Edit the stretch of material from the line containing "point: tree branch" through the line containing "column 108, row 243", changing "light blue striped fabric" to "light blue checked fabric" and keeping every other character the same. Return only those lines.

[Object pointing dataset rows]
^^^^^^^^^^^^^^^^

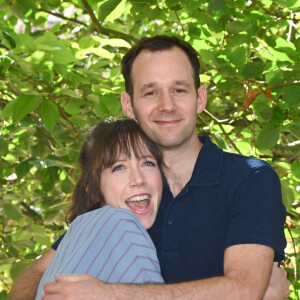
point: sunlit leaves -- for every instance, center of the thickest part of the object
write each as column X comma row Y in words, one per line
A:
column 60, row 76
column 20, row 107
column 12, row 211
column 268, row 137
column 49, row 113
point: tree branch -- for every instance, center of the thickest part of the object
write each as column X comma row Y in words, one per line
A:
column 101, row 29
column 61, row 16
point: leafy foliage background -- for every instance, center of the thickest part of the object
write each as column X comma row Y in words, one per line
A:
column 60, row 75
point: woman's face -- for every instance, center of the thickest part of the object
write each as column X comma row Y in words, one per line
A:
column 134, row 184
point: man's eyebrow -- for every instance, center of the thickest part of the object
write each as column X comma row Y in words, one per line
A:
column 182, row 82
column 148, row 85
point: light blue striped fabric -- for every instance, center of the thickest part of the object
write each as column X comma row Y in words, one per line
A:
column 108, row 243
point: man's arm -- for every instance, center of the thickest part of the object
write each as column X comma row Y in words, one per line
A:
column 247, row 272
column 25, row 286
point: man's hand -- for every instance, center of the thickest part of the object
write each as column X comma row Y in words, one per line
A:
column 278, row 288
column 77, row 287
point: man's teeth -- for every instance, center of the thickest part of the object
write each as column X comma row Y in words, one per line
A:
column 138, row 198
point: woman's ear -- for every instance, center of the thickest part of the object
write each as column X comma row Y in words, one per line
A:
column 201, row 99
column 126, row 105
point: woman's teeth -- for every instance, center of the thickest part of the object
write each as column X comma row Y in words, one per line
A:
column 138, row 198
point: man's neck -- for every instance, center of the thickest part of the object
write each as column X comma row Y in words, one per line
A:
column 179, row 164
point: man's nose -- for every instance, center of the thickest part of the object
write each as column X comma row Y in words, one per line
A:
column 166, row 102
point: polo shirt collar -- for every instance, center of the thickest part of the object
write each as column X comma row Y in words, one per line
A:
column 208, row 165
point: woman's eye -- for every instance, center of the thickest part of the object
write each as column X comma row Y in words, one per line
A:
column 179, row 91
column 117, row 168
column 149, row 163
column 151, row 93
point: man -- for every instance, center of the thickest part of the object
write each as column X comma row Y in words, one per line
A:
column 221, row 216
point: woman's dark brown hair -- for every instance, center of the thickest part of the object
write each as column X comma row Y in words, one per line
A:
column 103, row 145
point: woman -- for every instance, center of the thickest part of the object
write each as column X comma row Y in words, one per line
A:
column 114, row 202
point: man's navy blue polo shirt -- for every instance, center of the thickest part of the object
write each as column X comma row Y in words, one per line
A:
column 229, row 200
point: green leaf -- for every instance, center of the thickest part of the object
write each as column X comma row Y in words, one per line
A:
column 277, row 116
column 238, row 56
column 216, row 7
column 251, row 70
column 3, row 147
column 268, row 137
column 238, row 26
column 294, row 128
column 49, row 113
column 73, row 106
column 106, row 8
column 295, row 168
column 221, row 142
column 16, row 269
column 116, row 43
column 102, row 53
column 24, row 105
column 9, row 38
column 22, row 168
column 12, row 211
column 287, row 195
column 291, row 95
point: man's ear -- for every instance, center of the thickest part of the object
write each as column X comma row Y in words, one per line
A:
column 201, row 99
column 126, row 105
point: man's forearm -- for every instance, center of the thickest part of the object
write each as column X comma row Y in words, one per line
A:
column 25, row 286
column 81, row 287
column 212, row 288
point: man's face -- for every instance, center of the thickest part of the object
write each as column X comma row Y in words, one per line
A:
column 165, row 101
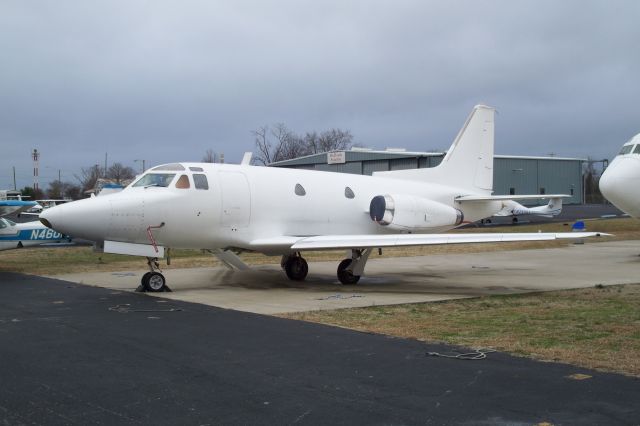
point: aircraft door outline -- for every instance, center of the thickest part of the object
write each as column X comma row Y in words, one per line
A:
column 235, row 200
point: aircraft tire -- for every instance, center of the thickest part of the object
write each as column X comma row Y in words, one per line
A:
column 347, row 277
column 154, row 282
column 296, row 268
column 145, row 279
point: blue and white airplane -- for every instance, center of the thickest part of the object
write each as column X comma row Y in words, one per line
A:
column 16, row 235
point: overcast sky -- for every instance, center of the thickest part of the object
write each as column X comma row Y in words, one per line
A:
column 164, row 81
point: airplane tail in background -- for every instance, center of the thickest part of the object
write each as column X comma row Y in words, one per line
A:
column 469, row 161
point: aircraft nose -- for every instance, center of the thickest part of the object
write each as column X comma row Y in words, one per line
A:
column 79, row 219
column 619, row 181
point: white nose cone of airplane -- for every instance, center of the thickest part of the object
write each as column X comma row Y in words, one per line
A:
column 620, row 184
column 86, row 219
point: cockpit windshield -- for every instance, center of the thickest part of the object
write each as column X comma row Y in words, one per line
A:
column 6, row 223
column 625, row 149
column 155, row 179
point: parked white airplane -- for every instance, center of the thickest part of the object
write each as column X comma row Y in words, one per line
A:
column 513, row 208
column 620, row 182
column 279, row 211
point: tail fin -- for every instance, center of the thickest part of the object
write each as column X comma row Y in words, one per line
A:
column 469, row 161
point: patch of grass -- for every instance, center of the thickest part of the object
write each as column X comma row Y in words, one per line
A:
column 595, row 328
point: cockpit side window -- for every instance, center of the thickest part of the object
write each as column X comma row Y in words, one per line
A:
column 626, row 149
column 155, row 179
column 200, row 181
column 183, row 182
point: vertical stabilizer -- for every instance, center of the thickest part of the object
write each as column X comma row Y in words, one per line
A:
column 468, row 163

^^^^^^^^^^^^^^^^

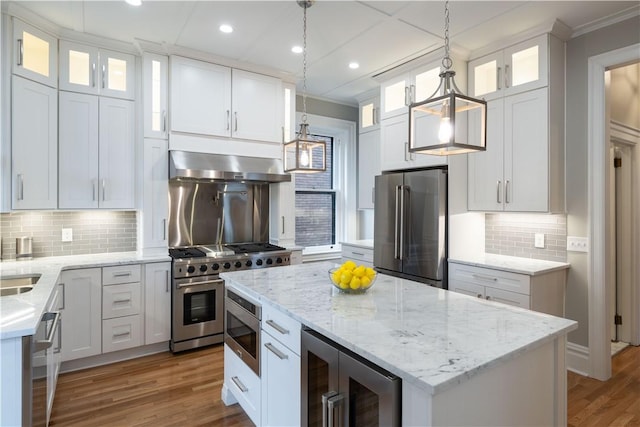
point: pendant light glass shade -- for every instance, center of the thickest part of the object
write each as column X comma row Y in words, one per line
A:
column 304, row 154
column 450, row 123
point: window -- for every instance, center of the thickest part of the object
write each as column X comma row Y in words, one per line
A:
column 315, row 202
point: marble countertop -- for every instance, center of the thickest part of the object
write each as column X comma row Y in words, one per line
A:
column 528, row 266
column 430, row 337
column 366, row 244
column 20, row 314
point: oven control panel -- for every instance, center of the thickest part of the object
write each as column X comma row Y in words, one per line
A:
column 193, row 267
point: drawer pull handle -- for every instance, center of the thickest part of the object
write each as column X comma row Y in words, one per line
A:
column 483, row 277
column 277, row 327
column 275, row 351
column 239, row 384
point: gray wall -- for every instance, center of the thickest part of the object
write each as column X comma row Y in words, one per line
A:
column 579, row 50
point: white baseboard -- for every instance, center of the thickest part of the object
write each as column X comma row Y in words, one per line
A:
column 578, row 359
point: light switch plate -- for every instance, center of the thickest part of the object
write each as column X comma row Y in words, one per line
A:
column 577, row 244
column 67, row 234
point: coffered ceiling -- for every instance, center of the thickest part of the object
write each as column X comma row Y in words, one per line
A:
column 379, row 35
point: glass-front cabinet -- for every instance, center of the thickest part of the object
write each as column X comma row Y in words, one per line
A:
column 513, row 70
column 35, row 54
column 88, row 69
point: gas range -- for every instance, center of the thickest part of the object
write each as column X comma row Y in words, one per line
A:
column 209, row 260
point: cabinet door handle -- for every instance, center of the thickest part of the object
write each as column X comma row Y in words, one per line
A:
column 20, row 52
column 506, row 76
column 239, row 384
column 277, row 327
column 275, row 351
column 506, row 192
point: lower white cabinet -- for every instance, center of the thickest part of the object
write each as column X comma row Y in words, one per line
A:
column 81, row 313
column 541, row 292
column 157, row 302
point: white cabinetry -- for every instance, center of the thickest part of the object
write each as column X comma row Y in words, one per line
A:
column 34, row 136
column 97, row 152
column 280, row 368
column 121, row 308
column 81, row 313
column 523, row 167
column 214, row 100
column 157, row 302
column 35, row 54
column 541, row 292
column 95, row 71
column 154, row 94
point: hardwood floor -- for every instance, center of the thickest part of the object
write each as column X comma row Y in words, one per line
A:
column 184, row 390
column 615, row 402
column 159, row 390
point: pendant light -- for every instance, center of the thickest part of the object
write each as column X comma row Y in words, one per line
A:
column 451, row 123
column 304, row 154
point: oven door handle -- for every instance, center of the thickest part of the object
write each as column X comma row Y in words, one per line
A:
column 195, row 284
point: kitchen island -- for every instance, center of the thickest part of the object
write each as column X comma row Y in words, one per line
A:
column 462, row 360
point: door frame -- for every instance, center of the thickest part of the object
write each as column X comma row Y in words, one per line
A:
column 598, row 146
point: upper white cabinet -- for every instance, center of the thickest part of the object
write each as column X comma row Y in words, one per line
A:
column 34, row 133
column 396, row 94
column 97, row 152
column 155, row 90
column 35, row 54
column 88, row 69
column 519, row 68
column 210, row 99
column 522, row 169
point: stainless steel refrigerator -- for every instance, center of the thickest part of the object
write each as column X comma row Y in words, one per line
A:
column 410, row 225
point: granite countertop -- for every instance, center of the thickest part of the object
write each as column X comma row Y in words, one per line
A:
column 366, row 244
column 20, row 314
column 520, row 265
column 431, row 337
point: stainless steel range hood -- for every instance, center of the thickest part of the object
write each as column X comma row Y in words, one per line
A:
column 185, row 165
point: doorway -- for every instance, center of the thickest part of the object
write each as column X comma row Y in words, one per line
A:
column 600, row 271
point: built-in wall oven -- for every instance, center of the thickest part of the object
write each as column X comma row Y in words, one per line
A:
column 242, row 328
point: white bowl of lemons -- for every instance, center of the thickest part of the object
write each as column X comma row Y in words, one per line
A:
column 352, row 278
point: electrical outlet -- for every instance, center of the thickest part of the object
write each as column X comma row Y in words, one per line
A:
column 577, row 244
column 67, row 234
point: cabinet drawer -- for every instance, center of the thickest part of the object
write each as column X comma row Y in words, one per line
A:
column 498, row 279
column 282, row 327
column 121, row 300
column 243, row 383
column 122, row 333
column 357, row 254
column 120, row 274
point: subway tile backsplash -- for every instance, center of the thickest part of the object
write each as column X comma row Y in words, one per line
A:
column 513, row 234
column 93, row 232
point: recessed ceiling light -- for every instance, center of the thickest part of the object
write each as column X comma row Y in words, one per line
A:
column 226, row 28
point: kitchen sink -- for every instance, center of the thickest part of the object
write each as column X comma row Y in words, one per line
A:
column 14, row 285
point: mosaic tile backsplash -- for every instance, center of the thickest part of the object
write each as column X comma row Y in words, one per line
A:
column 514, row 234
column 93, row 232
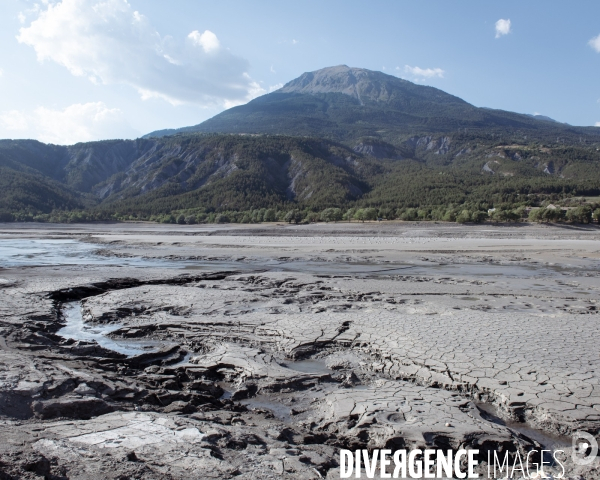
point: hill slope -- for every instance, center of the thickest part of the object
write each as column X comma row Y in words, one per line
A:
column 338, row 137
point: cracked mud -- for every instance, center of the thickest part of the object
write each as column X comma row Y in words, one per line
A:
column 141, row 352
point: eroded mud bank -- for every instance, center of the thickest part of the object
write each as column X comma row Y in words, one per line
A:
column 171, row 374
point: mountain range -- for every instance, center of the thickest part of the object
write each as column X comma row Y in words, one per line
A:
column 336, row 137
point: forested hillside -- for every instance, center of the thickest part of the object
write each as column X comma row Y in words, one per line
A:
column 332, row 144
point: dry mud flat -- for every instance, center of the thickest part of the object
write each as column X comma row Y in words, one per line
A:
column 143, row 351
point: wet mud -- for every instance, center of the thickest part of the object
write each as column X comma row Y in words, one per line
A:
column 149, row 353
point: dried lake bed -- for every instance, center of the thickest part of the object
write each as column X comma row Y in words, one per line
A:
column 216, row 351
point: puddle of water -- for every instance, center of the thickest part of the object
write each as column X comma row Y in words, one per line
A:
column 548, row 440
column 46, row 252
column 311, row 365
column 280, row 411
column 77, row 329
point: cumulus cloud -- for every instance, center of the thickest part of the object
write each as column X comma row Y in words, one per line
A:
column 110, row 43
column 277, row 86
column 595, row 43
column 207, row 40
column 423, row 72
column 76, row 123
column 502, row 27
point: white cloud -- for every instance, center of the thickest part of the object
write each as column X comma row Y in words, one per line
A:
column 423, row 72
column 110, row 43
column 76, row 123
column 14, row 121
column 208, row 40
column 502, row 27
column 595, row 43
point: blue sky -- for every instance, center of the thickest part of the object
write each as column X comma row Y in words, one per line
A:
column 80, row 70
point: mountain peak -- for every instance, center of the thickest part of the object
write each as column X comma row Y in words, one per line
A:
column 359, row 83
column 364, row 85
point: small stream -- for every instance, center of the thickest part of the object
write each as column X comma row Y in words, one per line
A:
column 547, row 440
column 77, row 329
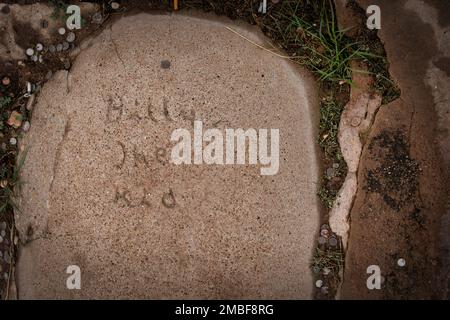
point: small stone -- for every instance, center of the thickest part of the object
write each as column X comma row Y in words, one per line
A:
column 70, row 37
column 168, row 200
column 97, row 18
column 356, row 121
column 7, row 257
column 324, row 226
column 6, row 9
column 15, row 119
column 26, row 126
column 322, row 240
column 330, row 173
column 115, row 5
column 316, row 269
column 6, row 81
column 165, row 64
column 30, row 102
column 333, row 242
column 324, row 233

^^^^^^^^^^^^^^^^

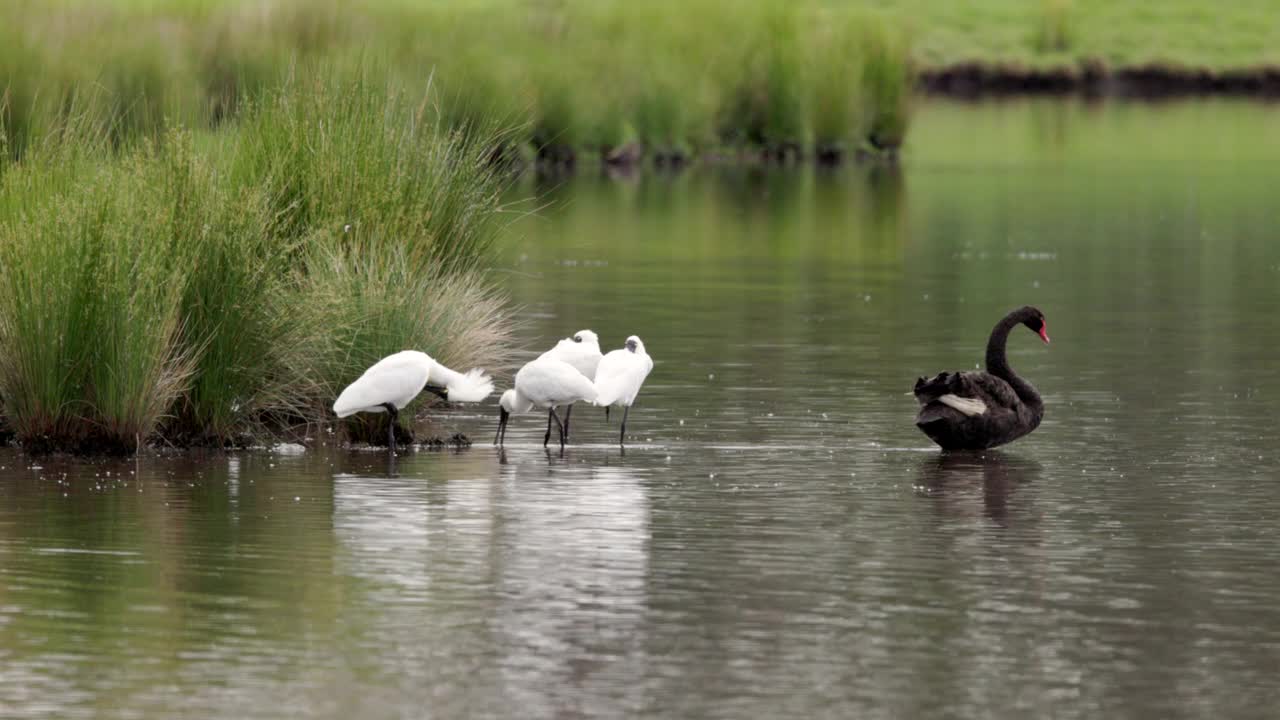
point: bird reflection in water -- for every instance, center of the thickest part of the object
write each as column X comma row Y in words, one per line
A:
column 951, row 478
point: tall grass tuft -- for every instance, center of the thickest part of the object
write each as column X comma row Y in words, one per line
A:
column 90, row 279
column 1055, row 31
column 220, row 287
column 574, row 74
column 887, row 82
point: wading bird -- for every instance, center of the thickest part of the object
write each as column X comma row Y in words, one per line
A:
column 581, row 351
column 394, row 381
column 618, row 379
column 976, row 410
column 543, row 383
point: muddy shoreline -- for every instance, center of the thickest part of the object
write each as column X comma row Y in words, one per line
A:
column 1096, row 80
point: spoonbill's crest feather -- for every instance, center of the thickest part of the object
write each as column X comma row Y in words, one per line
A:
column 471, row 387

^^^^^^^^^^^^^^^^

**Exercise result:**
point: tree branch -- for every instance, center of the thickest part of the object
write each as column X comma row Y in words, one per line
A:
column 101, row 29
column 61, row 16
point: leafy foliage background -- for every instance, center of the thickest part of the object
write each as column X comma row Y in words, one per line
A:
column 60, row 75
point: woman's face -- for every instance, center of the thickest part of the object
write each as column X comma row Y in words, one per line
A:
column 134, row 184
point: man's eyebrow -- for every instance, center of the thickest part of the object
write each as column X comma row Y in words, one per line
A:
column 182, row 82
column 148, row 85
point: light blue checked fabric -- for every instance, center of the thickest part of the object
write each as column X comma row Y in words, one per line
A:
column 108, row 243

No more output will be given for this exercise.